In the midst of all the reporting of the mass shooting at the music event in Las Vegas one voice of sanity spoke put about how we should be circumspect on how we report events like that. Too much emphasis on what happens glamourises it in a way, he said, and leads to copycat crimes. But how do you find a happy medium? We all want to know what is going on in the world. We also want to know why things happen. And the gruesome side of us, the bit that makes us slow down and take a look as we drive past a road accident, wants to know the gory details. But the speaker was right: we need to find a way of reporting these events without giving hem too much glory. I have no idea what the answer is.

One thing that has been talked about a lot is the mechanism used to convert an ordinary repeating rifle (if that is the correct term for the gun) into something like a machine gun: a device called a bump stock. As moves are afoot to ban the sale of the device gun enthusiasts have been buying them like crazy. Gun owners are hoarding them. One gun-owner is reported to have said, “I don’t even have the gun for it, but I want the stock just to have it down the line. I just like the idea of them and want to see how it feels and if it’s worth it – for $100, it’s almost not a bad investment to buy it, try it out and sell it if I don’t like it.”

### PROVIDED RECORDS
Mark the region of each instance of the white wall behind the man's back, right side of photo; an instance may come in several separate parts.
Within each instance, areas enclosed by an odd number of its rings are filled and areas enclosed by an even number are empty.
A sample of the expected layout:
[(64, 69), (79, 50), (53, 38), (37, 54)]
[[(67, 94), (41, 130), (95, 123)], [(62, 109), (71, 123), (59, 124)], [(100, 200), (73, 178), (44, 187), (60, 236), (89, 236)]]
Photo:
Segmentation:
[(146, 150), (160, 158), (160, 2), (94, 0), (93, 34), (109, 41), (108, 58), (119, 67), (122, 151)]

### LIST OF TASKS
[1] In the passage about the Las Vegas shooting, what is the device called that turns an ordinary repeating rifle into something like a machine gun?
[2] Pick up the passage about the Las Vegas shooting right after its final sentence and write the next paragraph.
The rows can be ignored.

### ANSWERS BY ITEM
[1] It is called a bump stock.

[2]
These people are seriously deranged. This is not the latest toy fad that you absolutely must have for your child for Christmas. Neither is it the latest fashion in clothing which is selling out in a limited edition. It is effectively a weapon of war.

Meanwhile, life goes on, as it must. On the tram I overheard a couple, not teenagers by any means, discussing what they were going to do for Hallowe'en. I suppose it's a hard decision when you are too old to go trick or treating but don't yet have children you can take out on that pointless, sugar-filled activity. And besides, Hallowe'en, as one of them complained, falls on a Tuesday this year. So difficult to organise!

Why not just skip over it? And skip over bonfire night as well? After all, the Manchester shops are already busily preparing for Christmas!